Given request 1
In the samurai story, rewrite the stretch from "Love is not" through "false, all hollow.", swapping "tremble" for "shake".
Given request 2
In the samurai story, what does the young woman say we look at instead of being frightened of a sword?
Given request 3
Carry the samurai story forward from its final sentence.

Instead of answering, the samurai drew his sword from the sheath. In the sunlight the blade glittered; he placed it near his wife’s neck, so near that there was only a hair’s breadth—one little jolt, the boat rocks in the storm, and her neck would be severed. But the wife kept smiling. The young man asked, “You are not afraid? The sword is so close!”

The young woman said, “The sword is in your hand—why should I be afraid? We are not frightened of a sword; we look at whose hand holds it.”

The young man sheathed his sword and said, “The storm is in God’s hand—what is there to fear? How can there be fear of the one we love? If there is a storm, it is in his hands. Whatever happens will be right. Wrong cannot happen—impossible.”

Love is not afraid. Love cannot be frightened. You can cut off the lover’s head, but you cannot make him tremble. And the one who is fearful—do what you will, however many prayers and rituals—all will be false, all hollow.

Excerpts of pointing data
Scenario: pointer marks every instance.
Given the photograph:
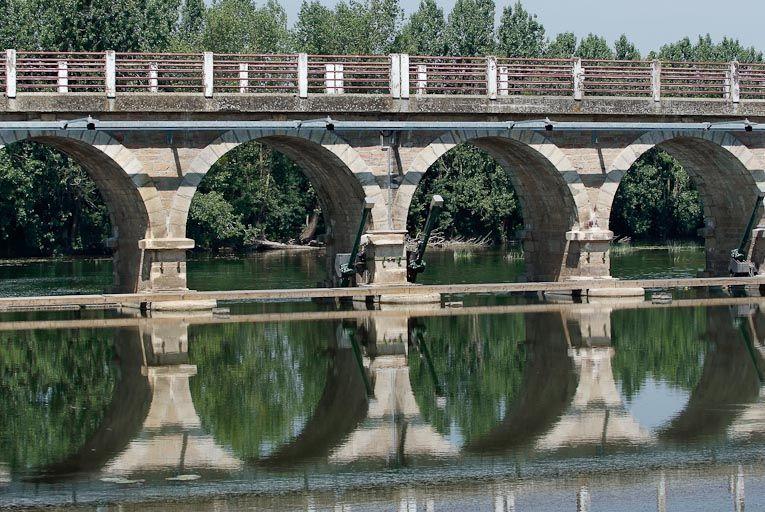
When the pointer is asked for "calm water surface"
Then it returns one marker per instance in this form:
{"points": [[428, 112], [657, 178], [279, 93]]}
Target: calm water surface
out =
{"points": [[306, 269], [526, 406]]}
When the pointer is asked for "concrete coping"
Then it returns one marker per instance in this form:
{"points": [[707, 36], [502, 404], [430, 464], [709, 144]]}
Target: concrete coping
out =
{"points": [[166, 243], [595, 235], [385, 237]]}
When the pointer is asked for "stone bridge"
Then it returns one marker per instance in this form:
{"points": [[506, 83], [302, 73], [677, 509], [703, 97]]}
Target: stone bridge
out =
{"points": [[150, 142]]}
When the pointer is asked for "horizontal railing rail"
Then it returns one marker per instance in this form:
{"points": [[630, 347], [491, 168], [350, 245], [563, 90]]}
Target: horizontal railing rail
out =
{"points": [[400, 76]]}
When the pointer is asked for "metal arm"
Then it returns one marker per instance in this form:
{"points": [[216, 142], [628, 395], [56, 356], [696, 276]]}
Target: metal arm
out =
{"points": [[739, 254], [416, 264], [349, 269]]}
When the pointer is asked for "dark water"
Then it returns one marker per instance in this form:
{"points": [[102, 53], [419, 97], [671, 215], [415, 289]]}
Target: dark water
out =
{"points": [[526, 406], [306, 269]]}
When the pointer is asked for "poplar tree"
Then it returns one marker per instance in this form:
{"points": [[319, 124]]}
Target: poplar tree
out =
{"points": [[470, 29], [520, 34]]}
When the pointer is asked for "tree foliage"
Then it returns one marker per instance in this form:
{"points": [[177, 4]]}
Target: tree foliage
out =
{"points": [[520, 34]]}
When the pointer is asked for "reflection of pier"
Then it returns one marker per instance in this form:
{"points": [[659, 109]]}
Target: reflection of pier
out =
{"points": [[151, 424], [393, 428], [171, 437], [596, 415]]}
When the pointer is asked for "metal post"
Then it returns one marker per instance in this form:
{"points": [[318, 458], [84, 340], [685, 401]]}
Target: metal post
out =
{"points": [[422, 79], [394, 74], [417, 265], [656, 80], [491, 77], [63, 77], [208, 74], [111, 74], [244, 77], [10, 73], [302, 75], [153, 77], [404, 67], [578, 77]]}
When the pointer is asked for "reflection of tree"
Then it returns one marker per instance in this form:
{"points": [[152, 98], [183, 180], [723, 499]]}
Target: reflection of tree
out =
{"points": [[55, 387], [258, 384], [667, 344], [479, 362]]}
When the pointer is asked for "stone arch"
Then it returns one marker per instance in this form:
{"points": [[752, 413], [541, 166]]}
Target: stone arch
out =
{"points": [[727, 174], [134, 205], [552, 196], [340, 176]]}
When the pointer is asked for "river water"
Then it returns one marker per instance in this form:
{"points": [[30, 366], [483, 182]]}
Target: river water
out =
{"points": [[304, 269], [508, 403]]}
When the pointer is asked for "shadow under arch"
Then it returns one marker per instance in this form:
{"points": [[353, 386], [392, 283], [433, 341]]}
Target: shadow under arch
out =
{"points": [[726, 173], [548, 387], [122, 421], [337, 172], [127, 192], [551, 194]]}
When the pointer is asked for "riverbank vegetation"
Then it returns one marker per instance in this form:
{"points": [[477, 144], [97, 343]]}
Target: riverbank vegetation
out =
{"points": [[49, 206]]}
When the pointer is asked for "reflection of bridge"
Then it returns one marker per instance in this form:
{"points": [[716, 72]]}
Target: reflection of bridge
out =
{"points": [[568, 400]]}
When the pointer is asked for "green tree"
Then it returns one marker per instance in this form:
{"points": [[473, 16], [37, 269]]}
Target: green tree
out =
{"points": [[625, 50], [470, 29], [233, 26], [594, 47], [423, 34], [314, 30], [562, 47], [657, 201], [520, 34], [480, 200]]}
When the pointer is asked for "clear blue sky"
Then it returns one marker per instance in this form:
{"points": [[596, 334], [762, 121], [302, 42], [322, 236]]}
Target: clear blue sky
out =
{"points": [[648, 23]]}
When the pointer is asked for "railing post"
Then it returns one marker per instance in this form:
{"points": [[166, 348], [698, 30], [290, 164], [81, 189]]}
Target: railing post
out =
{"points": [[734, 87], [244, 77], [10, 73], [578, 77], [207, 74], [422, 79], [110, 83], [333, 78], [656, 80], [63, 77], [153, 77], [504, 82], [303, 75], [491, 77], [404, 66], [394, 72]]}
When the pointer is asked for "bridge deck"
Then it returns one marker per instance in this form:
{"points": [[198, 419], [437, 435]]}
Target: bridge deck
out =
{"points": [[113, 300]]}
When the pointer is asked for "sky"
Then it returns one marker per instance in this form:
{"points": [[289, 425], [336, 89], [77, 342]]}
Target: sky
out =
{"points": [[648, 23]]}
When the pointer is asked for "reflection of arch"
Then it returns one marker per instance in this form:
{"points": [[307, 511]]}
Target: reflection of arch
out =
{"points": [[551, 193], [133, 202], [729, 379], [549, 383], [342, 405], [124, 417], [336, 170], [726, 173]]}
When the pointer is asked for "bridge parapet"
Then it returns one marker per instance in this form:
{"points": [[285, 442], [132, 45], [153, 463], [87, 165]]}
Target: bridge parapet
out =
{"points": [[397, 75]]}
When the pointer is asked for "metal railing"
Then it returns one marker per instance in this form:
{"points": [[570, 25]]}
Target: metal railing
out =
{"points": [[401, 76]]}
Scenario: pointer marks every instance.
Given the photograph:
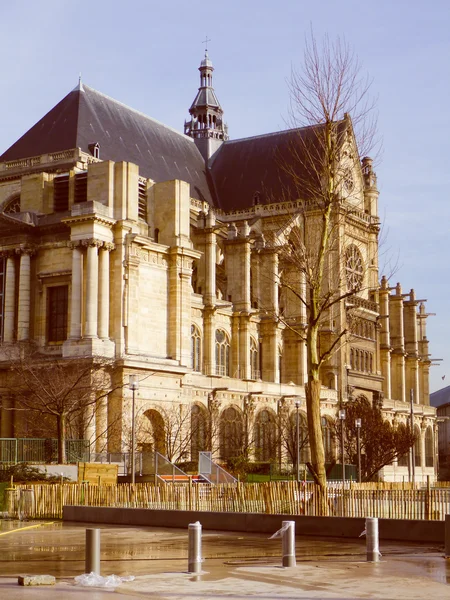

Task answer 1
Love is not afraid. Love cannot be frightened. You can cut off the lover’s head, but you cannot make him shake. And the one who is fearful—do what you will, however many prayers and rituals—all will be false, all hollow.

Task answer 2
Whose hand holds it.

Task answer 3
If you want to live you must drop religion based on fear. Tulsidas has said: “Without fear there is no love.” Nothing more false has ever been said. They say love cannot be without fear. Nothing could be more unpsychological. I tell you, this one sentence is enough to show that Tulsidas knew nothing. Love can never coexist with fear. And Tulsidas says love is not without fear!

But this is everyone’s belief—that love arises from fear. So the husband frightens the wife as much as he can, thinking otherwise there will be no love. And the wife frightens the husband as much as she can, thinking the same. Parents frighten the children; and the children, for their part, do not hold back—they frighten the parents too; they have their own ways, their recipes. All devotees of Baba Tulsidas! Everyone is frightening everyone. Teachers are frightening students; students are frightening teachers. Fear pervades everywhere.

Our notion of God is as if he were a policeman. We imagine he watches you twenty-four hours a day; he won’t even leave you alone in the bathroom—sitting there, peeping through the keyhole.

I have heard: a Christian nun used to bathe with her clothes on. At last her companions became concerned. They said, “What sort of madness is this? Why don’t you shut the bathroom door and take off your clothes? How will you bathe with your clothes on? Your body has begun to smell.”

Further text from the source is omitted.